EXERCISE DESCRIPTION: Update the entries below by changing every "bounding box" to "box coordinates", and leave everything else as it is.

Entries taken from a collection
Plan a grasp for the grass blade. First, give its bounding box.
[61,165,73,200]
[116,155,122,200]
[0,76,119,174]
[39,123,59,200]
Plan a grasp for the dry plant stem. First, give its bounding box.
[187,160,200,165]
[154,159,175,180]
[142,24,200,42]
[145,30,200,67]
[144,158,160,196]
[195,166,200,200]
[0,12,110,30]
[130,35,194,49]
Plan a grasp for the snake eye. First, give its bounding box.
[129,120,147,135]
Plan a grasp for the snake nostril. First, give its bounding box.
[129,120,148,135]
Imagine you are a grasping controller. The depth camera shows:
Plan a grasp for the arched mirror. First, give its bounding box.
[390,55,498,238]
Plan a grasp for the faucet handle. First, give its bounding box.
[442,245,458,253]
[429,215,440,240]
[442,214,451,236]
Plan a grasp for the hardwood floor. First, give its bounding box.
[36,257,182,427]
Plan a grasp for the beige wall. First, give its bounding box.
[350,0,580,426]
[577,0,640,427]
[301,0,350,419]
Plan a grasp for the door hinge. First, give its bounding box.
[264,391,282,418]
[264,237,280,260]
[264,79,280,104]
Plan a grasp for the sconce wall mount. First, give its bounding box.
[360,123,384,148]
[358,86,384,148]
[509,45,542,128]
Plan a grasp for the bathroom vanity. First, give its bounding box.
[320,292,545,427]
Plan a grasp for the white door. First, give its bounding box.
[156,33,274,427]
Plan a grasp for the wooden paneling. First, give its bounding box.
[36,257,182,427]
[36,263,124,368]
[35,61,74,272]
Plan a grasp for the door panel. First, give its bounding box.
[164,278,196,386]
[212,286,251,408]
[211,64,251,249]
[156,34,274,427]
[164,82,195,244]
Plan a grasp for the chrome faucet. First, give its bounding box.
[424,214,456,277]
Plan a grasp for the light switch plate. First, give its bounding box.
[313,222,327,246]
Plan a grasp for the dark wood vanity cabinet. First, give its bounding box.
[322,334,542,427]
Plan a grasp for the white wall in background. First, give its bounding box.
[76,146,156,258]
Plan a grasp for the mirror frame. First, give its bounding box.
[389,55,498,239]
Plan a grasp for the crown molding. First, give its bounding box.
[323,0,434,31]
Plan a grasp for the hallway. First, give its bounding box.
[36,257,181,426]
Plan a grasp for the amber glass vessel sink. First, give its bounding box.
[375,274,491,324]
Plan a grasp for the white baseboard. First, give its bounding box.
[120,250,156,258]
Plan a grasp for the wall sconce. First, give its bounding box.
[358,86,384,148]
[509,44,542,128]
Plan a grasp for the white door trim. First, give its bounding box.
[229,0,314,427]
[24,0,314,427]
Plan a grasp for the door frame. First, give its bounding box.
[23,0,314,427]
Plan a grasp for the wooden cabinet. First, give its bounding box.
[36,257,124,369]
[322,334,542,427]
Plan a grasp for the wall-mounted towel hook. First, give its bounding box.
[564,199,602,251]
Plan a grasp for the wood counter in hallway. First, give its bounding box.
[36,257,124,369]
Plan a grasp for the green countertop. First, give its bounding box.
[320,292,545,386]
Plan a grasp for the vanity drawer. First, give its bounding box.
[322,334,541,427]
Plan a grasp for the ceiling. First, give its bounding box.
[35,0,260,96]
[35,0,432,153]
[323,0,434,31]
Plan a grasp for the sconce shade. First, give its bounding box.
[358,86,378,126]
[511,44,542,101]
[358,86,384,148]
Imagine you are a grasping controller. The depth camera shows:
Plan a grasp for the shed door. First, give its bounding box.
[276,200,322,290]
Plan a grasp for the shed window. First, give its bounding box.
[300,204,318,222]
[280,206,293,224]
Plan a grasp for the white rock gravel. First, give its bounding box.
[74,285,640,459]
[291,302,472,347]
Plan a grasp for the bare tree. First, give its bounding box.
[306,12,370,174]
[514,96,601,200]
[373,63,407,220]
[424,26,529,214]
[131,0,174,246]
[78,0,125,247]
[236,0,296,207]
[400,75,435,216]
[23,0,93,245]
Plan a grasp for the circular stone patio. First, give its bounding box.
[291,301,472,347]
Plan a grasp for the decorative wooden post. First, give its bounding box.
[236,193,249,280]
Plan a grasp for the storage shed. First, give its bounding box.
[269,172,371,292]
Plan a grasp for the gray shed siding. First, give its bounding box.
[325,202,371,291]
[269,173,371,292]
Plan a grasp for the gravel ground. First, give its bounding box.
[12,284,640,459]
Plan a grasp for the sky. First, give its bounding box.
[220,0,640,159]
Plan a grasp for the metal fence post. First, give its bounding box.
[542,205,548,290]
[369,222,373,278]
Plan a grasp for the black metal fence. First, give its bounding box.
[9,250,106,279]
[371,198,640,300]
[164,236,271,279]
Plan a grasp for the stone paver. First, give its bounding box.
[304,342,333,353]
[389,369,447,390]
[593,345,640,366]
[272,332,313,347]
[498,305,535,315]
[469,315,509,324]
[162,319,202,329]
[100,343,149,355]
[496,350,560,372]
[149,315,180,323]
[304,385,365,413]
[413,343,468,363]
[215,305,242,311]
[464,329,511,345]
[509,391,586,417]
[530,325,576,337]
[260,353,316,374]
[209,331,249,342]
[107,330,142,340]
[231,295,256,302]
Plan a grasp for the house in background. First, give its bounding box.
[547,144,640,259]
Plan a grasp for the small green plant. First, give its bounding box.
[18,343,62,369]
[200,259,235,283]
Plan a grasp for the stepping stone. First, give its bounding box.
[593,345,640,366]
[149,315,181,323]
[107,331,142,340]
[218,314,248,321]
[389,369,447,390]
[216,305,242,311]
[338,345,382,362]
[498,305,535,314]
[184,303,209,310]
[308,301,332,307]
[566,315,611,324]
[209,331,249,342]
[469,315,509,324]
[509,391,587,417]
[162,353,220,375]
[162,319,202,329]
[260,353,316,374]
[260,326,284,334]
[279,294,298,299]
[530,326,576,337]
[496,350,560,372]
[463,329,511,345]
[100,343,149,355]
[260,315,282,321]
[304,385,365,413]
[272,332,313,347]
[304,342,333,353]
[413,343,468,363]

RESPONSE TO THIS EXERCISE:
Plan a grasp for the grass blade. First, give its box coordinates.
[61,165,73,200]
[116,155,122,200]
[0,76,119,174]
[39,123,59,200]
Plan a grasp for the dry plant stem. First, give its box coordinates.
[187,160,200,165]
[154,159,175,180]
[142,24,200,42]
[145,30,200,67]
[144,158,160,196]
[195,166,200,200]
[0,12,110,30]
[130,35,194,49]
Plan a grasp for the snake eye. First, give its box coordinates.
[129,120,147,135]
Plan a grasp for the snake nostril. First, give its box coordinates.
[129,120,148,135]
Imagine you are a grasping controller. The depth camera shows:
Plan a grasp for the arched mirror. First, give its box coordinates.
[390,55,498,238]
Plan a grasp for the faucet handle. First, give its box coordinates.
[442,245,458,253]
[429,215,440,240]
[442,214,451,236]
Plan a grasp for the hardwood floor. First, give its box coordinates.
[36,257,182,427]
Plan a grasp for the beige wall. First, give its box coordinates.
[350,0,580,426]
[577,0,640,427]
[301,0,350,419]
Plan a grasp for the door hinge. First, give its box coordinates.
[264,391,282,418]
[264,237,280,260]
[264,79,280,104]
Plan a grasp for the sconce wall mount. First, give its box coordinates.
[360,123,384,148]
[358,86,384,148]
[509,45,542,128]
Plan a grasp for the bathroom vanity. First, give its box coordinates.
[320,292,545,427]
Plan a grasp for the white door. First, give its box coordinates.
[156,33,274,427]
Plan a grasp for the wooden paneling. First, give its box coordinates.
[36,257,182,427]
[36,263,124,368]
[35,61,74,272]
Plan a grasp for the door panel. First, give its box coordinates.
[164,278,196,386]
[212,286,251,408]
[211,64,251,249]
[156,34,274,427]
[164,82,195,244]
Plan a grasp for the chrome faucet. First, give its box coordinates.
[424,214,456,277]
Plan a grasp for the light switch plate. First, give its box coordinates.
[313,222,327,246]
Plan a grasp for the dark wood vanity cabinet. First, give its box coordinates.
[322,334,542,427]
Plan a grasp for the white wall in background. First, give its box coordinates.
[76,146,156,258]
Plan a grasp for the mirror frame. First, give its box coordinates.
[389,55,498,239]
Plan a grasp for the crown molding. First, give its box coordinates.
[323,0,434,31]
Plan a grasp for the hallway. First, give its box coordinates.
[36,257,181,426]
Plan a grasp for the amber glass vessel sink. First, give its box coordinates.
[375,274,491,324]
Plan a grasp for the white baseboard. First, give its box coordinates.
[120,250,156,258]
Plan a grasp for the wall sconce. First, give its box coordinates.
[358,86,384,148]
[509,44,542,128]
Plan a grasp for the white door trim. First, give its box coordinates.
[229,0,314,427]
[24,0,314,427]
Plan a grasp for the door frame. First, give its box coordinates.
[23,0,314,427]
Plan a grasp for the wooden cabinet. First, give its box coordinates.
[36,257,124,369]
[322,334,542,427]
Plan a grasp for the wall-mounted towel hook. First, give its box coordinates.
[564,199,602,251]
Plan a grasp for the wood counter in hallway. First, give its box coordinates.
[36,257,124,369]
Plan a grasp for the green countertop. First, give its box coordinates.
[320,292,545,386]
Plan a grasp for the vanity drawer. First, give its box coordinates.
[322,334,541,427]
Plan a grasp for the ceiling. First, give its box coordinates.
[35,0,260,96]
[35,0,432,153]
[323,0,434,31]
Plan a grasp for the sconce shade. First, give its box coordinates.
[358,86,378,126]
[511,44,542,101]
[358,86,384,148]
Imagine you are a grasping controller. The depth camera shows:
Plan a grasp for the shed door. First, give its box coordinates.
[276,200,322,290]
Plan a grasp for the shed window. First, give its box coordinates.
[300,204,318,222]
[280,206,293,224]
Plan a grasp for the white rock gravel. First, give its box coordinates.
[74,285,640,459]
[291,302,472,347]
Plan a grasp for the bare tree. First, give its box coordinates.
[306,12,370,174]
[514,96,601,200]
[373,63,407,220]
[424,26,529,214]
[131,0,174,246]
[78,0,125,247]
[236,0,296,207]
[400,75,435,216]
[23,0,93,245]
Plan a grasp for the circular stone patio. First, give its box coordinates.
[291,301,472,347]
Plan a grasp for the decorative wooden post. First, give its box coordinates.
[236,193,249,280]
Plan a grasp for the storage shed. First, give its box coordinates.
[269,172,371,292]
Plan a grasp for the gray shed siding. First, give its box coordinates.
[325,202,371,291]
[269,173,371,292]
Plan a grasp for the gravel ground. First, give its box coordinates.
[12,284,640,459]
Plan a grasp for the sky. First, give its box coordinates.
[220,0,640,159]
Plan a grasp for the metal fence post. First, give its box coordinates.
[542,205,548,290]
[369,222,373,278]
Plan a grasp for the black metal fence. First, give its box coordinates.
[9,250,106,279]
[371,198,640,300]
[164,236,271,279]
Plan a grasp for the stone paver. First, give its box coordinates.
[304,342,333,353]
[389,369,447,390]
[593,345,640,366]
[272,332,313,347]
[498,305,535,315]
[469,315,509,324]
[162,319,202,329]
[100,343,149,355]
[496,350,560,372]
[149,315,180,323]
[304,385,365,413]
[413,343,468,363]
[215,305,242,311]
[464,329,511,345]
[509,391,586,417]
[530,325,576,337]
[260,353,316,374]
[209,331,249,342]
[107,330,142,340]
[231,295,256,302]
Plan a grasp for the house in background. First, give its box coordinates.
[547,144,640,259]
Plan a grasp for the small green plant. First, give its box coordinates.
[18,343,62,369]
[200,259,235,283]
Plan a grasp for the stepping stone. First, give its box coordinates.
[593,345,640,366]
[149,315,181,323]
[107,331,142,340]
[218,314,248,321]
[389,369,447,390]
[216,305,242,311]
[338,345,382,362]
[498,305,535,314]
[184,303,209,310]
[308,301,332,307]
[566,315,611,324]
[209,331,249,342]
[469,315,509,324]
[509,391,587,417]
[162,353,220,375]
[162,319,202,329]
[260,353,316,374]
[260,326,284,334]
[279,294,298,299]
[530,326,576,337]
[496,350,560,372]
[463,329,511,345]
[100,343,149,355]
[260,315,282,321]
[304,385,365,413]
[272,332,313,347]
[304,342,333,353]
[413,343,468,363]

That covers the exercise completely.